▶ 記述課題 A
文書抜粋の後に置かれた記録の行をすべて、空行を除いて番号付きリストとして出力してください。

▶ 文書抜粋
_ _ _ _ _

この機会を利用して、私は京都を訪れた後、日本最古の陶器産地の一つであり、特にたぬき像で有名な信楽へと向かった。

滋賀県立陶芸の森の勝冶真美さんと松波義実さん、そして滞在制作しているアーティストの諸角拓海さんから多大な協力をいただき、私は地元の職人さんの工房を訪れ、さまざまな形や大きさのたぬき像が作られる様子を見学することができた。また「日本たぬき学会」の大平正道教授ともお話しし、たぬき像を製造している職人さんへインタビューすることもできた。たぬきとの出会い、さまざまな物語、そしてたくさんの印象に残る出来事が詰まった、本当にわくわくする1日だった。


劇場

滞在中に思いがけず興味を持った分野の一つが、能楽だった。能は、日本の古典的な音楽舞踊劇の一つであり、独特な音楽言語を持つ芸術形式である。東京のライブハウスで知り合った友人が、これついて教えてくれたことで興味が湧き、思い立って国立能楽堂で公演を観に行くことにした。

能の公演チケットは、通常、数ヶ月前に売り切れてしまうと聞いていたので、あまり期待はしていなかった。直前のキャンセルや、窓口に残っているチケットが手に入ればラッキーくらいの気持ちだった。案の定、空席はなかった。どうしようかと外で少し途方に暮れていると、突然、一人の女性が話しかけてきて、余ったチケットを無料で譲ってくれた。友人が来られなくなったのだという。信じられないほど幸運だったし、滞在中に出会った人々の親切さにまたしても心を打たれた。

能の音楽は、本当に印象的で驚くほど複雑だった。その構造、感情的な抑揚、物語の流れは、シテ方の謡(うたい)によって主に表現され、それを支えるように少人数の楽器奏者が演奏する。音楽は絶えず舞台上に存在し、動きや言葉、演者の存在感と見事に融合していた。

国立能楽堂での観劇から数週間後、AITのチームが特別に、鳩森八幡神社の能楽堂で能楽師との交流の機会を設けてくれた。シテ方宝生流能楽師である辰巳和磨さんが私たちを迎えてくださり、その知識と経験を惜しみなく共有してくださった。私は幸運にも彼にインタビューでき、能楽の緻密な音楽構造だけでなく、何世代にもわたって受け継がれるこの伝統芸能に生涯を捧げることの意味についても、非常に興味深い話を聞くことができた。

_ _ _ _ _

▶ 記録の抜粋

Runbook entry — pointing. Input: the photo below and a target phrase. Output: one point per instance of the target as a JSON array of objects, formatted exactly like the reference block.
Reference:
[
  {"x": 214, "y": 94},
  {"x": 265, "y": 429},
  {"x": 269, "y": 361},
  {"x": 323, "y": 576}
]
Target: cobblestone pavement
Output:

_ _ _ _ _

▶ 記述課題 B
上の文書抜粋から、「滞在中に思いがけず興味を持っ」で始まり「味深い話を聞くことができた。」で終わる部分を一字も変えずに書き写してください。

▶ 解答 A
1. Runbook entry — pointing. Input: the photo below and a target phrase. Output: one point per instance of the target as a JSON array of objects, formatted exactly like the reference block.
2. Reference:
3. [
4.   {"x": 214, "y": 94},
5.   {"x": 265, "y": 429},
6.   {"x": 269, "y": 361},
7.   {"x": 323, "y": 576}
8. ]
9. Target: cobblestone pavement
10. Output:

▶ 解答 B
滞在中に思いがけず興味を持った分野の一つが、能楽だった。能は、日本の古典的な音楽舞踊劇の一つであり、独特な音楽言語を持つ芸術形式である。東京のライブハウスで知り合った友人が、これついて教えてくれたことで興味が湧き、思い立って国立能楽堂で公演を観に行くことにした。

能の公演チケットは、通常、数ヶ月前に売り切れてしまうと聞いていたので、あまり期待はしていなかった。直前のキャンセルや、窓口に残っているチケットが手に入ればラッキーくらいの気持ちだった。案の定、空席はなかった。どうしようかと外で少し途方に暮れていると、突然、一人の女性が話しかけてきて、余ったチケットを無料で譲ってくれた。友人が来られなくなったのだという。信じられないほど幸運だったし、滞在中に出会った人々の親切さにまたしても心を打たれた。

能の音楽は、本当に印象的で驚くほど複雑だった。その構造、感情的な抑揚、物語の流れは、シテ方の謡(うたい)によって主に表現され、それを支えるように少人数の楽器奏者が演奏する。音楽は絶えず舞台上に存在し、動きや言葉、演者の存在感と見事に融合していた。

国立能楽堂での観劇から数週間後、AITのチームが特別に、鳩森八幡神社の能楽堂で能楽師との交流の機会を設けてくれた。シテ方宝生流能楽師である辰巳和磨さんが私たちを迎えてくださり、その知識と経験を惜しみなく共有してくださった。私は幸運にも彼にインタビューでき、能楽の緻密な音楽構造だけでなく、何世代にもわたって受け継がれるこの伝統芸能に生涯を捧げることの意味についても、非常に興味深い話を聞くことができた。